» **DATA SUPPLIED**
— begin —

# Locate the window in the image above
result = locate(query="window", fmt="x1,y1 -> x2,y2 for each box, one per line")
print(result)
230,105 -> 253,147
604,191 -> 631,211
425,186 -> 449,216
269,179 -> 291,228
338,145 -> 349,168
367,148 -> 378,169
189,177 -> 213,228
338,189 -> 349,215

— end —

» **REQUIRED TASK**
Please copy every line of the records above, scaling each box coordinate in the answers by 0.6 and rounding to whole numbers, with halves rounded up. Keep all other lines as they are.

» **ANSWER TO THE PROBLEM**
# Locate the window in the image above
result = locate(query="window", fmt="x1,y1 -> x2,y2 for each box, one per line")
print(result)
138,63 -> 152,88
362,115 -> 379,127
255,112 -> 269,130
161,107 -> 175,137
203,87 -> 209,101
220,89 -> 227,101
113,106 -> 128,137
203,113 -> 209,129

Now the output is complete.